## [WHAT YOU ARE ASKED TO DO]
Convert the lines below into a JSON array of strings, starting at the line that contains "The component shall identify every instance of the light" and ending at the final line. Use one string per line and omit blank lines.

## [RECORDS TO USE]
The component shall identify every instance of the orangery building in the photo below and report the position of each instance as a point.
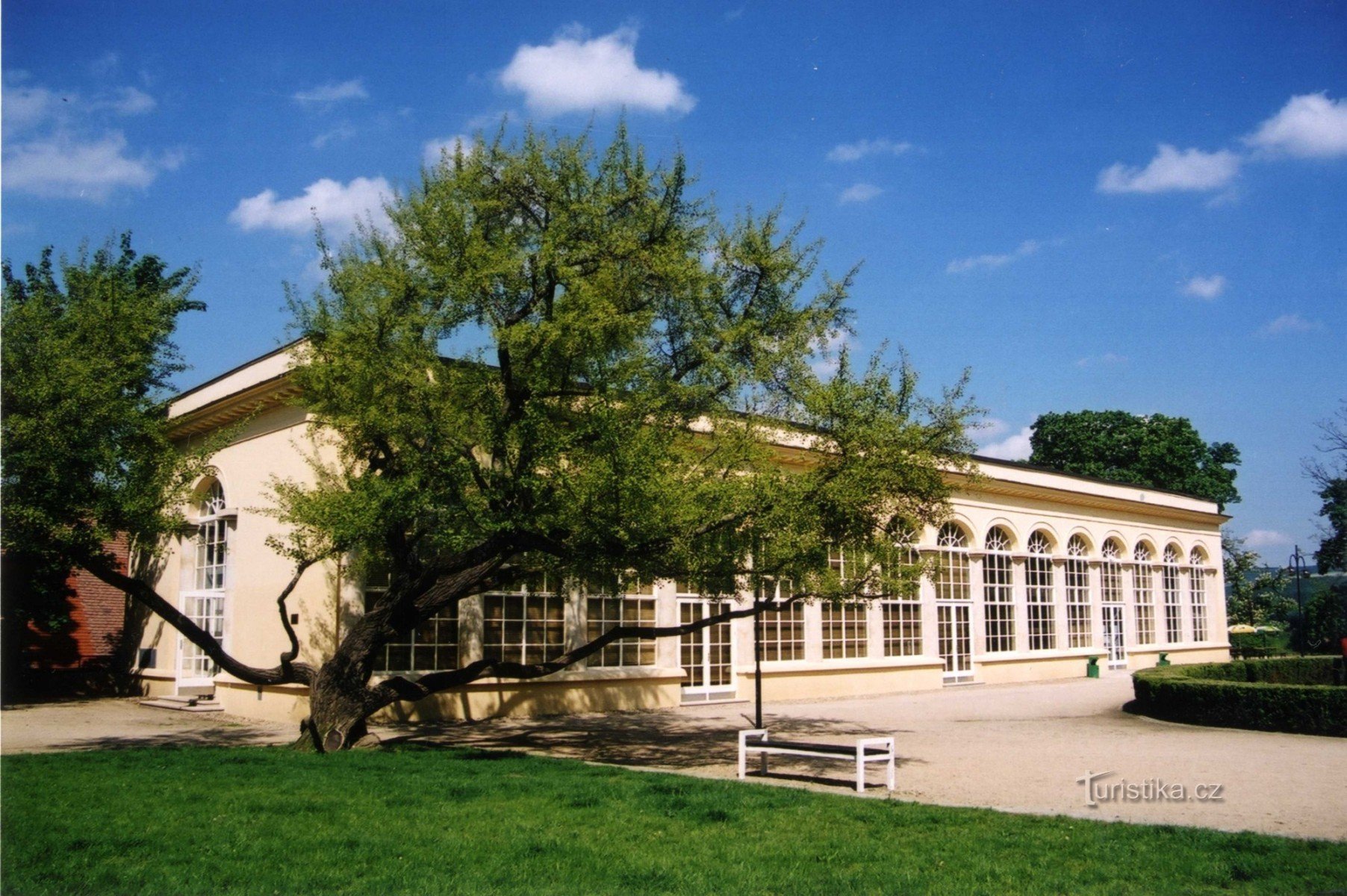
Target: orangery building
(1039, 576)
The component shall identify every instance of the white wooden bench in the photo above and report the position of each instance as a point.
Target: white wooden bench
(868, 750)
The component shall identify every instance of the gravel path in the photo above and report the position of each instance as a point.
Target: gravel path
(1015, 747)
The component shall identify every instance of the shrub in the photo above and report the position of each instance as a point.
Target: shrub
(1287, 694)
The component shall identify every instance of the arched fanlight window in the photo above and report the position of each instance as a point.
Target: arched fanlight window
(1144, 592)
(1078, 593)
(998, 591)
(951, 581)
(204, 599)
(1037, 573)
(1198, 593)
(1110, 572)
(212, 541)
(1169, 585)
(212, 500)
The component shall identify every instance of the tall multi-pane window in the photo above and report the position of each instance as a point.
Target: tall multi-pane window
(524, 626)
(1144, 593)
(844, 631)
(782, 631)
(1078, 593)
(204, 599)
(1037, 576)
(998, 592)
(635, 606)
(1110, 572)
(951, 574)
(903, 627)
(1198, 593)
(212, 541)
(429, 647)
(1174, 600)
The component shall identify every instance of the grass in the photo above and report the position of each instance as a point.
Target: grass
(267, 821)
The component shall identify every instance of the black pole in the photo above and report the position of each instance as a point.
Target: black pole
(757, 661)
(1298, 564)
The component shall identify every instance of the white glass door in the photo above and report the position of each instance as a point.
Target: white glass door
(954, 634)
(708, 655)
(1113, 636)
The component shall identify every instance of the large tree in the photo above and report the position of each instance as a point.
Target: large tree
(88, 356)
(1154, 450)
(641, 403)
(1330, 477)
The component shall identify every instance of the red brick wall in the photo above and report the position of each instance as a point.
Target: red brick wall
(96, 617)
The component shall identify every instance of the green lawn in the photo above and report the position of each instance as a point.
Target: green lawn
(273, 821)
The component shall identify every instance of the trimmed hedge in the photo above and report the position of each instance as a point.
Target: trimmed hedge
(1290, 694)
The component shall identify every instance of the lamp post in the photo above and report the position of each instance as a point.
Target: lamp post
(1298, 569)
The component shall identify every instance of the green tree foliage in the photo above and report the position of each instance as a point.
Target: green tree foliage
(1326, 617)
(1156, 450)
(1330, 476)
(1254, 594)
(643, 403)
(88, 356)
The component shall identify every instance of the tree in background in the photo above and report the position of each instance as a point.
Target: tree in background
(1254, 594)
(1330, 476)
(1154, 450)
(88, 356)
(644, 371)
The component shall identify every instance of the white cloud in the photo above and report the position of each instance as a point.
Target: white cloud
(335, 204)
(1290, 323)
(341, 132)
(1265, 538)
(66, 167)
(1206, 289)
(432, 149)
(353, 90)
(861, 149)
(1191, 170)
(1107, 358)
(1015, 448)
(990, 427)
(130, 102)
(859, 193)
(1024, 249)
(577, 73)
(1310, 125)
(58, 146)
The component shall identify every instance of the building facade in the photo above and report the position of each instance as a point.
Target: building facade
(1035, 573)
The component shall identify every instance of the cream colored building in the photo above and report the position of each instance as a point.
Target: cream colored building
(1037, 573)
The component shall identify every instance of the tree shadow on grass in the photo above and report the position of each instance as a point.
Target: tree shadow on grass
(662, 738)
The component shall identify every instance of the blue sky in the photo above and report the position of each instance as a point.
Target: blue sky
(1139, 208)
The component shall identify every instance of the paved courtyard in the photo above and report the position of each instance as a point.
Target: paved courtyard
(1015, 747)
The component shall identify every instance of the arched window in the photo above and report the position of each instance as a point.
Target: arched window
(204, 599)
(951, 581)
(1174, 600)
(1110, 572)
(1037, 573)
(998, 592)
(1198, 593)
(212, 541)
(1144, 593)
(1078, 593)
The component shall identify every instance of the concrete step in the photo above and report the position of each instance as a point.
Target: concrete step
(185, 705)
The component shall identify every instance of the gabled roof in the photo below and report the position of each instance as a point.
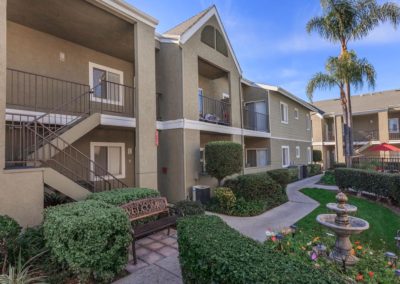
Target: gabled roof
(181, 33)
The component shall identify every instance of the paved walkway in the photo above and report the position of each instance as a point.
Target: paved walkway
(298, 206)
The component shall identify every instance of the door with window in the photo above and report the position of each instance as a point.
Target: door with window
(257, 115)
(107, 84)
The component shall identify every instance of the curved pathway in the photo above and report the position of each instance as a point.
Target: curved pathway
(298, 206)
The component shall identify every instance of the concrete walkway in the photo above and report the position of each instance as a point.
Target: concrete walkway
(298, 206)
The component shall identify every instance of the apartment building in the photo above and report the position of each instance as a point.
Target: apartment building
(205, 98)
(95, 99)
(375, 120)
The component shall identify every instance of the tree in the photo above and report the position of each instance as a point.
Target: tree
(343, 21)
(223, 158)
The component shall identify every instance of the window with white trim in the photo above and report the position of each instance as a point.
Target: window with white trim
(285, 156)
(256, 158)
(309, 155)
(284, 113)
(298, 152)
(108, 156)
(106, 83)
(393, 125)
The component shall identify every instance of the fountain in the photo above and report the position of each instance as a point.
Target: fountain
(344, 226)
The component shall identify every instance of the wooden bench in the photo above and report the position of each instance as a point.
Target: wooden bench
(140, 209)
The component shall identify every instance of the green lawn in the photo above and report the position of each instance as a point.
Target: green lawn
(383, 222)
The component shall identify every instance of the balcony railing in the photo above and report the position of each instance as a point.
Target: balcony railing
(29, 91)
(255, 121)
(365, 135)
(329, 136)
(214, 111)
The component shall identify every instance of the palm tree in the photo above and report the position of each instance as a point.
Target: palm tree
(343, 71)
(343, 21)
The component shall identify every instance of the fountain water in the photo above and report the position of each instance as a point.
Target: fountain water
(344, 226)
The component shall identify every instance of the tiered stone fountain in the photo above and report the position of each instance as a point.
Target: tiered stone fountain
(343, 226)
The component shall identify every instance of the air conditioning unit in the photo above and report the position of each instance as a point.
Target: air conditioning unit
(201, 193)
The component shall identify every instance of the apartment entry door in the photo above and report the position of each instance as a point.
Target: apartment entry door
(257, 115)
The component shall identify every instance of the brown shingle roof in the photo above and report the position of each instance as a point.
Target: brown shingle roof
(363, 103)
(184, 26)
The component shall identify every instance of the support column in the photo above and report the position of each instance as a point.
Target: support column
(3, 67)
(383, 126)
(145, 107)
(339, 139)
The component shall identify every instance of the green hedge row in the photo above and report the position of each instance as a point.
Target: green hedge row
(212, 252)
(382, 184)
(122, 196)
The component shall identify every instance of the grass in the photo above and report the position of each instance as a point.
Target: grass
(383, 222)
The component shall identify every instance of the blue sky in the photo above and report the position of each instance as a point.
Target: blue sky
(271, 43)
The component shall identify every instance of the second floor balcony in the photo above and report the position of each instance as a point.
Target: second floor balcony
(255, 120)
(214, 111)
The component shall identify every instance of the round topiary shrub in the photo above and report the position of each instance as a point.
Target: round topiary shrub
(225, 197)
(90, 237)
(223, 158)
(189, 208)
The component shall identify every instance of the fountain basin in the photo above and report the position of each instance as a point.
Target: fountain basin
(356, 225)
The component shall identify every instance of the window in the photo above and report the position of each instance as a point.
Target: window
(309, 155)
(284, 113)
(298, 152)
(214, 39)
(106, 84)
(256, 158)
(202, 161)
(296, 113)
(108, 156)
(285, 156)
(393, 125)
(308, 122)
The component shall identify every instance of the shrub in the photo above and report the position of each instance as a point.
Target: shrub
(212, 252)
(223, 158)
(317, 156)
(188, 208)
(381, 184)
(91, 237)
(122, 196)
(313, 169)
(281, 176)
(225, 197)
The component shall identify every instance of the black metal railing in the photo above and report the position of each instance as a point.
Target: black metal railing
(255, 121)
(365, 135)
(214, 111)
(391, 165)
(29, 91)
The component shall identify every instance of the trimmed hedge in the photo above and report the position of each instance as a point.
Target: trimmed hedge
(212, 252)
(382, 184)
(90, 237)
(223, 158)
(281, 176)
(118, 197)
(188, 208)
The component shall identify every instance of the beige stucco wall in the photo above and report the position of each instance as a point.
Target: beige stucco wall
(116, 135)
(191, 51)
(296, 128)
(38, 52)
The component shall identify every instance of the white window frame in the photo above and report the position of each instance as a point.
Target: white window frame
(119, 102)
(285, 114)
(283, 162)
(108, 144)
(298, 152)
(309, 155)
(256, 149)
(296, 113)
(397, 120)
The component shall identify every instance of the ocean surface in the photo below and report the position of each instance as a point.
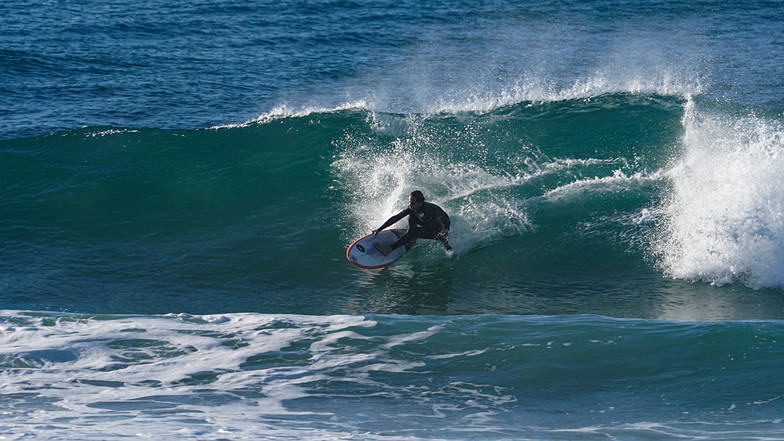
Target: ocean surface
(179, 182)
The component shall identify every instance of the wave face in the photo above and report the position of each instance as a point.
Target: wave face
(265, 377)
(551, 203)
(179, 182)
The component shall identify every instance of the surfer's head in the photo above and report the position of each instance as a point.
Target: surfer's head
(415, 200)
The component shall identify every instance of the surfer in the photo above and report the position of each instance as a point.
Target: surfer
(425, 221)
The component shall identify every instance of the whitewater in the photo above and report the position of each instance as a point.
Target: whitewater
(179, 183)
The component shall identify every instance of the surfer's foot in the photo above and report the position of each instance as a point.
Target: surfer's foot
(383, 249)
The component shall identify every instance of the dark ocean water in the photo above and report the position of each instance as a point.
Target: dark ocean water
(179, 183)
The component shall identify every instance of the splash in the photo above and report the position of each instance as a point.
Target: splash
(725, 217)
(379, 173)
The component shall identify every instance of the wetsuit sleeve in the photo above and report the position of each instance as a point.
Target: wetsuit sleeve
(395, 218)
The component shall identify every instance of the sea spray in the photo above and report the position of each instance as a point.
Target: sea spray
(725, 215)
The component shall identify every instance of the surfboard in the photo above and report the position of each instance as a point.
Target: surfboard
(363, 254)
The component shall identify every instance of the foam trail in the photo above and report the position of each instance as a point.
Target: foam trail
(725, 218)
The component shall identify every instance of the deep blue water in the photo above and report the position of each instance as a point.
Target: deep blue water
(179, 183)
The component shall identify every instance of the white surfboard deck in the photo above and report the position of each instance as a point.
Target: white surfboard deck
(363, 254)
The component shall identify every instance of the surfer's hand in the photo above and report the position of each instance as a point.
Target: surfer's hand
(383, 249)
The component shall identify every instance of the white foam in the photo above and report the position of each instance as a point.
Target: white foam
(725, 217)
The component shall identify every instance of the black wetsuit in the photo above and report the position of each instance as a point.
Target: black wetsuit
(430, 222)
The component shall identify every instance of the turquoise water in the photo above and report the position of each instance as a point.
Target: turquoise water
(179, 183)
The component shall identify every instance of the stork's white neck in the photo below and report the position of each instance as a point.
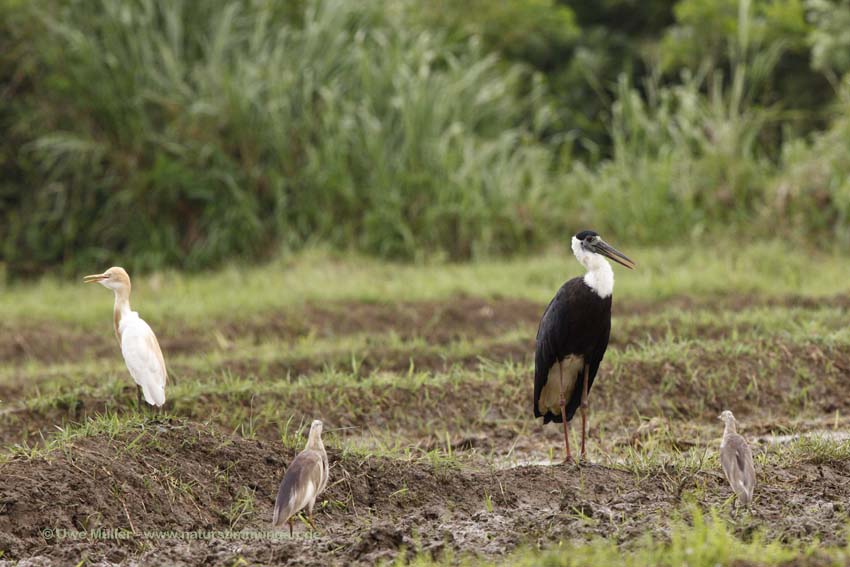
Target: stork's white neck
(599, 276)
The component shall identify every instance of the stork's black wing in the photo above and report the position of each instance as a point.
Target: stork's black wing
(593, 359)
(576, 321)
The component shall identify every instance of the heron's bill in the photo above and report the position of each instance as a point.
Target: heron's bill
(94, 278)
(615, 255)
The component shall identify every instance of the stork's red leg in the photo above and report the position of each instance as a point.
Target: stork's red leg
(564, 414)
(584, 408)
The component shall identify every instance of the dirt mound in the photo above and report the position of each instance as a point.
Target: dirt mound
(185, 478)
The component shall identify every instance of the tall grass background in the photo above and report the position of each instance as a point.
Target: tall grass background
(187, 133)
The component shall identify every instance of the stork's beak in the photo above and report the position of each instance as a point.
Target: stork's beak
(94, 278)
(602, 247)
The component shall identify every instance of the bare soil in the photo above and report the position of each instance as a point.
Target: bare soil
(190, 475)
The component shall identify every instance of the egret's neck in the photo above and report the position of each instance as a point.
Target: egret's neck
(122, 308)
(600, 275)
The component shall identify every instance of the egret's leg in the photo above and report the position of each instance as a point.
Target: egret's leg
(584, 408)
(564, 414)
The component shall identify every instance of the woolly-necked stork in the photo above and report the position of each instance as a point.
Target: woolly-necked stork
(573, 336)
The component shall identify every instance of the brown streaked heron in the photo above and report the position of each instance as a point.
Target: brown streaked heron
(139, 346)
(573, 336)
(736, 458)
(305, 478)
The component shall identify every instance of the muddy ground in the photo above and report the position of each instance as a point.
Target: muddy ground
(485, 492)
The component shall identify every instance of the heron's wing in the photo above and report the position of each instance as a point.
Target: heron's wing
(302, 483)
(144, 359)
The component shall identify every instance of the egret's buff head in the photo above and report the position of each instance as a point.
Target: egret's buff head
(316, 428)
(114, 278)
(727, 417)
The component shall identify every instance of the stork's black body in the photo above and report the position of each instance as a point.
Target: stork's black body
(573, 336)
(577, 322)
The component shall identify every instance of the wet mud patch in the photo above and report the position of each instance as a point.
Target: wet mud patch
(176, 475)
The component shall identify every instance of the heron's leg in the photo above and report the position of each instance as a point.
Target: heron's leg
(564, 414)
(584, 408)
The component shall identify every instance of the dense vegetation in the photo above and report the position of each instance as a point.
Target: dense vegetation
(187, 133)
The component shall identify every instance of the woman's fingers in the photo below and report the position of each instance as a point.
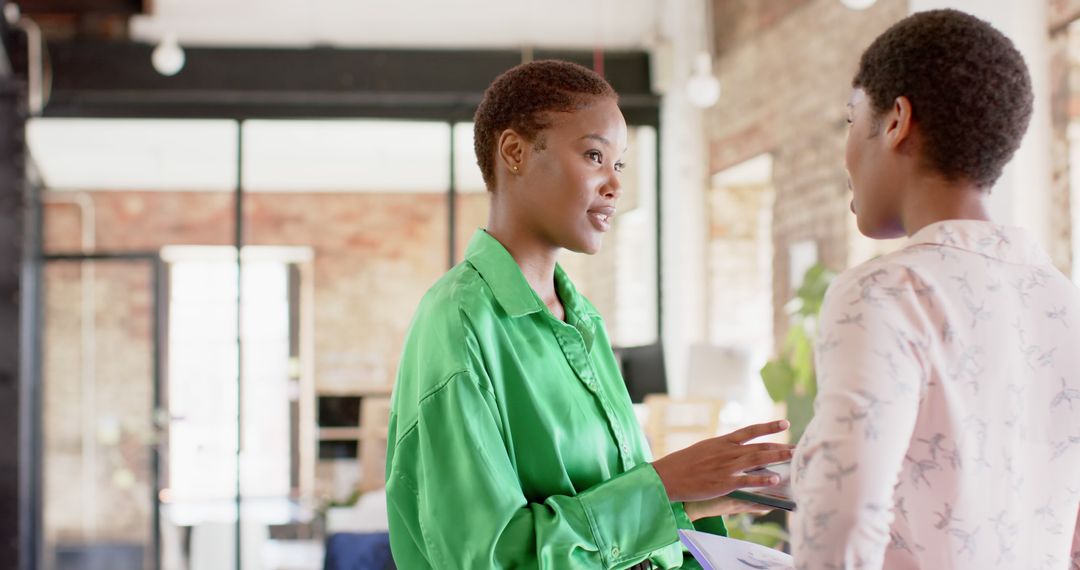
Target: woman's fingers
(758, 430)
(755, 480)
(767, 447)
(757, 459)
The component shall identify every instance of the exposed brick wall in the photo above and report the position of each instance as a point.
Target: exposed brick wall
(1063, 66)
(784, 93)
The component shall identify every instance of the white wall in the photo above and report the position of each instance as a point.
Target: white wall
(685, 162)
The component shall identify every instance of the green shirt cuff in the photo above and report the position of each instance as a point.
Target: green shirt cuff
(630, 516)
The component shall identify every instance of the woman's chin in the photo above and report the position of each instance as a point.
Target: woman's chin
(589, 245)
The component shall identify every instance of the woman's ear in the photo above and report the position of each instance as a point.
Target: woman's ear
(511, 150)
(899, 122)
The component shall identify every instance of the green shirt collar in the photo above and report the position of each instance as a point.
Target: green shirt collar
(513, 293)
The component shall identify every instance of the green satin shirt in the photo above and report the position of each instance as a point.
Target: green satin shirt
(512, 438)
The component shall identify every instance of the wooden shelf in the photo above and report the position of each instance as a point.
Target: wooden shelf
(339, 433)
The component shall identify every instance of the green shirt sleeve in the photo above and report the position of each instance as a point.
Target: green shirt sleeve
(454, 489)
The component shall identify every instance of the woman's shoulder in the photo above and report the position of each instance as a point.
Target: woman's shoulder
(459, 290)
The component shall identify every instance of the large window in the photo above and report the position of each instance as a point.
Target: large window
(184, 387)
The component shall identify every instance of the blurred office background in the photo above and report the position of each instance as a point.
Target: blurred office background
(218, 217)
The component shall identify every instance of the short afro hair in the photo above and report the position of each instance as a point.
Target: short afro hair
(523, 97)
(969, 87)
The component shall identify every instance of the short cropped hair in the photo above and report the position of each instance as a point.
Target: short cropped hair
(523, 97)
(969, 87)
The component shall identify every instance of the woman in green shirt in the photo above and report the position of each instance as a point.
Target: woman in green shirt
(512, 438)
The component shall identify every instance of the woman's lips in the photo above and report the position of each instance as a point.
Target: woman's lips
(602, 217)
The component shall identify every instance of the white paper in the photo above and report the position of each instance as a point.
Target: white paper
(721, 553)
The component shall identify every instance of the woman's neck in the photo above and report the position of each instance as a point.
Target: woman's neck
(536, 259)
(931, 200)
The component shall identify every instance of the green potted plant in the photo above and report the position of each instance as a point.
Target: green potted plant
(790, 378)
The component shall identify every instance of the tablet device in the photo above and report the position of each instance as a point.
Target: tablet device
(778, 496)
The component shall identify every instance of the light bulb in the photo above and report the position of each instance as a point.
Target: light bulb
(858, 4)
(167, 57)
(703, 89)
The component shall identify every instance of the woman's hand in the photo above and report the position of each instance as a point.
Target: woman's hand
(724, 506)
(716, 466)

## [TASK OUTPUT]
[
  "The component shall identify every instance of the light bulb in the photo above and report the position of each instance as a point.",
  "Target: light bulb",
  "(858, 4)",
  "(167, 57)",
  "(703, 89)",
  "The component shall identify every instance of the woman's hand in the photo above and report the position of each instance as a point.",
  "Target: woman's hand",
  "(724, 506)",
  "(716, 466)"
]